[THE TASK]: How many of the rows below contain the string "parking"? Case matters; give only the number.

[Raw records]
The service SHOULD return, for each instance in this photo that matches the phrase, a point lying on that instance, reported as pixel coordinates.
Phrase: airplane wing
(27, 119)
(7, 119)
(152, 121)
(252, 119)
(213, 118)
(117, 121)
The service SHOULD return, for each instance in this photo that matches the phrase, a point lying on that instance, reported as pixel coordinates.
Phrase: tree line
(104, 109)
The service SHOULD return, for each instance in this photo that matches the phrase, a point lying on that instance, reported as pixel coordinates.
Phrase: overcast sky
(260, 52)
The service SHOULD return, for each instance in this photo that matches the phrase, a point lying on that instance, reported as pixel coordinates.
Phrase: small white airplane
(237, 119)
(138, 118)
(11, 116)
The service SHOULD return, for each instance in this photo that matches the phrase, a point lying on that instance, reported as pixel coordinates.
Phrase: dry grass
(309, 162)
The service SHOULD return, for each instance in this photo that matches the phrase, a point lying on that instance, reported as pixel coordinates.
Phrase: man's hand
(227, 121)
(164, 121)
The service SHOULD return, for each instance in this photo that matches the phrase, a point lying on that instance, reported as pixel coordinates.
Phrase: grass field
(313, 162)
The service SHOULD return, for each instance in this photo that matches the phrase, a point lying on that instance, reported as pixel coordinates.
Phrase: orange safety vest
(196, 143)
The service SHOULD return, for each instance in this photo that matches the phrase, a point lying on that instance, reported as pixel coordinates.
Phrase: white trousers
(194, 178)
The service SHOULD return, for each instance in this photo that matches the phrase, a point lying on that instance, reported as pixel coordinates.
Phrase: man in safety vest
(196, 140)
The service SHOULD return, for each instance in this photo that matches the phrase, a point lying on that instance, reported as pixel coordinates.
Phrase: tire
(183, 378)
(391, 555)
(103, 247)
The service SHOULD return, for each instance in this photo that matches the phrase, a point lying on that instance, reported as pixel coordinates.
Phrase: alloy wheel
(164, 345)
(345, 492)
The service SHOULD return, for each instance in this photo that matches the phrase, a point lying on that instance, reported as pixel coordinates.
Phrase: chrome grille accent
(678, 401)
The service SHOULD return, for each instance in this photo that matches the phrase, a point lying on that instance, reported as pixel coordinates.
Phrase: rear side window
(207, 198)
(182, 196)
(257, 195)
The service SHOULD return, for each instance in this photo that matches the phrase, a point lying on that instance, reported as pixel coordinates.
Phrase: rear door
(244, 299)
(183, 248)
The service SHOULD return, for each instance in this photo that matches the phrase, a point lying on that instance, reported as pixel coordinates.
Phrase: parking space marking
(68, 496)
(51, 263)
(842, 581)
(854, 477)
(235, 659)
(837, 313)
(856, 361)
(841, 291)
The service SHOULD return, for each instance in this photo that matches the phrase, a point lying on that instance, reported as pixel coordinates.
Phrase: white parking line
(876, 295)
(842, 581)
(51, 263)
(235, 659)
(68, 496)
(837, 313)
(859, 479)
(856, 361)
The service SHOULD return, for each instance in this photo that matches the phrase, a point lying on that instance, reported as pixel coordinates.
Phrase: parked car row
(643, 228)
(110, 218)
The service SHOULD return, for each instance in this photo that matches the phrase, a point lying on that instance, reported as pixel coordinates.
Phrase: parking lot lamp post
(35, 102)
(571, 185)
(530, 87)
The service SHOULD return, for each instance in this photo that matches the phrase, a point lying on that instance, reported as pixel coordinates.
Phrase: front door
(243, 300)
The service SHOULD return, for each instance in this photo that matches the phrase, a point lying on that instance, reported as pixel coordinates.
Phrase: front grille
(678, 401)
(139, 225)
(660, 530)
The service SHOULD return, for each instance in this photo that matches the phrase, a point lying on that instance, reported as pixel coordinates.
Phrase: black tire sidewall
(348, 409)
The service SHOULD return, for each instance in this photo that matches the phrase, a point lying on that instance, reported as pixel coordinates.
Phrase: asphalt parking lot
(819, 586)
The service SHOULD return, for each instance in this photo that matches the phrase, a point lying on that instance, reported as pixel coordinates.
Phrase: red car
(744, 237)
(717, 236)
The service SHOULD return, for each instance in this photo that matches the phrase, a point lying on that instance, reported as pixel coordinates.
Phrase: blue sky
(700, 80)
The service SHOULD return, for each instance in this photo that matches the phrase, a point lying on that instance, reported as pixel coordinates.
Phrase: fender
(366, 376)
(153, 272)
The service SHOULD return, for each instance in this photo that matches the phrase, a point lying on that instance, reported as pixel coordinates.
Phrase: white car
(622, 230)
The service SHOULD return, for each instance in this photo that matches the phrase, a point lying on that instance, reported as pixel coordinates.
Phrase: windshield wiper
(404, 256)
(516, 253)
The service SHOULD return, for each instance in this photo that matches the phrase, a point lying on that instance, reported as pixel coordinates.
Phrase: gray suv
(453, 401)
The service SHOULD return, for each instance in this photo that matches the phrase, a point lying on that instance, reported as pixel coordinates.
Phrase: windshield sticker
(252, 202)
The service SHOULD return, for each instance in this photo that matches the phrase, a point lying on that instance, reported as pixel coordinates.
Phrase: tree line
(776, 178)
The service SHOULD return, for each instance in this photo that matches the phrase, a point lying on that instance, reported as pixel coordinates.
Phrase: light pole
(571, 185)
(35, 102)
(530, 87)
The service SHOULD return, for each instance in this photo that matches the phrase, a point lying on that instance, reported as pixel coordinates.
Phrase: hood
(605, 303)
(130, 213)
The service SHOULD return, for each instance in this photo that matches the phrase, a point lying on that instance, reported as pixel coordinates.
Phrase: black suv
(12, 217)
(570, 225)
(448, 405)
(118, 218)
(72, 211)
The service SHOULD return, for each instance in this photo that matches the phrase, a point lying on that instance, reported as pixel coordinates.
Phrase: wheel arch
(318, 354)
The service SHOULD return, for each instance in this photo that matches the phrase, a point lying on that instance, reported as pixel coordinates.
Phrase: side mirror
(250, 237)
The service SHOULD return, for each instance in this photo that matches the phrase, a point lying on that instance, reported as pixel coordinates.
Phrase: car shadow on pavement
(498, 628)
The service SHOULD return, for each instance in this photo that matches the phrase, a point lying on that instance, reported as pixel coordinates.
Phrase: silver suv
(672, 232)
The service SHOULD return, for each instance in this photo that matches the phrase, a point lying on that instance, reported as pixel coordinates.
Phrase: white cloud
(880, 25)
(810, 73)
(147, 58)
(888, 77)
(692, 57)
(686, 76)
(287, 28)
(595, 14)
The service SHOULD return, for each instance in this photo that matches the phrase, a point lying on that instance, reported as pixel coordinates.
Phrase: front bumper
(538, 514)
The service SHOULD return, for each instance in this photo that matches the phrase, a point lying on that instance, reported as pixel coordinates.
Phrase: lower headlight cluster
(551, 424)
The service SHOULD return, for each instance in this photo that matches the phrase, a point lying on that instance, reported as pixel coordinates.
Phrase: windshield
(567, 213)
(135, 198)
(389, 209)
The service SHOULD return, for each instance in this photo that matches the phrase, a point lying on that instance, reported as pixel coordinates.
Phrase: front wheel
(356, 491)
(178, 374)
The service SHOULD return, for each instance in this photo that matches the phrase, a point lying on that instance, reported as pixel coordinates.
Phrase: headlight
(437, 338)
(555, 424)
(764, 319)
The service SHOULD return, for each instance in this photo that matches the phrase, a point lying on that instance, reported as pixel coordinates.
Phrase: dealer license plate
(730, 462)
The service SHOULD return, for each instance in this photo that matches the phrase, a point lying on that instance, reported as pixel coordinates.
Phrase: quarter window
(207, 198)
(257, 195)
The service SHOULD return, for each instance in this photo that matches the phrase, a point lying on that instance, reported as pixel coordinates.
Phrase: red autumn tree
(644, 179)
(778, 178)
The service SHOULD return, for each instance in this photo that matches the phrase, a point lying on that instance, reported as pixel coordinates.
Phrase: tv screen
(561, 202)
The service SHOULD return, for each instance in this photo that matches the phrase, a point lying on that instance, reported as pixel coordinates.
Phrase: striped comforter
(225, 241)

[RESULT FOR THIS TASK]: 4